Dataset excerpts on object pointing
— start —
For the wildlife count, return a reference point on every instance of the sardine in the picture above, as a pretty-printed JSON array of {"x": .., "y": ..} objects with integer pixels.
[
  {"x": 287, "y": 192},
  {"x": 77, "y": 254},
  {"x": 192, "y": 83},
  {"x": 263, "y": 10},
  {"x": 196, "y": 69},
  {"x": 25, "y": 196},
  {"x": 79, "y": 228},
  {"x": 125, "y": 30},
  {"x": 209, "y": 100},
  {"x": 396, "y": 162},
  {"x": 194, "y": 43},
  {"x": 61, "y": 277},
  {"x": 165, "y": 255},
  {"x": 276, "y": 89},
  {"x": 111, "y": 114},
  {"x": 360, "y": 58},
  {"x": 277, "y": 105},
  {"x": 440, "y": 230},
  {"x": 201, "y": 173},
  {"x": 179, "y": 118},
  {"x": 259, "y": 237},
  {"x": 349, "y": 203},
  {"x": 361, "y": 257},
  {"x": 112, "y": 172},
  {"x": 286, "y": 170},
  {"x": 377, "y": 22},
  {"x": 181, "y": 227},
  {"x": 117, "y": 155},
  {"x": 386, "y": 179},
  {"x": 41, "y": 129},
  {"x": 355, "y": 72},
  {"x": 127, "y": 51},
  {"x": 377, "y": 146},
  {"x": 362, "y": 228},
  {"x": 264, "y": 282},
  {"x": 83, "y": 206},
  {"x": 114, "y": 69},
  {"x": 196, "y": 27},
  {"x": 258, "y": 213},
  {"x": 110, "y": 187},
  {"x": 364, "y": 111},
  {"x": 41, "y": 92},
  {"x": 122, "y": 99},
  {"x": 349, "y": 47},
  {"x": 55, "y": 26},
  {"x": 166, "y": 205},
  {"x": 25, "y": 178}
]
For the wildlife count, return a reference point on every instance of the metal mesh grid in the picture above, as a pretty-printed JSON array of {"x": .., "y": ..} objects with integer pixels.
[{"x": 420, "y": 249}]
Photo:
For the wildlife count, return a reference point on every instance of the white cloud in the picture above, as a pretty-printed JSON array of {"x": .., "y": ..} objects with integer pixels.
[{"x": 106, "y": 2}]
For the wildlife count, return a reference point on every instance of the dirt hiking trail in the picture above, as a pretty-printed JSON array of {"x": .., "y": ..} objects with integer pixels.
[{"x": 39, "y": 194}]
— end —
Begin at the line containing "of the dirt" and stop after the last of the items, then rewrite those lines with each request copied unchanged and every pixel coordinate in the answers scaled by 1.35, rounding to whole numbers with halves going up.

▶ [SOLVED EXERCISE]
For the wildlife count, return a reference point on every instance of the dirt hiking trail in the picture above, as a pretty-printed JSON array of {"x": .., "y": ..} objects with integer pixels.
[{"x": 53, "y": 262}]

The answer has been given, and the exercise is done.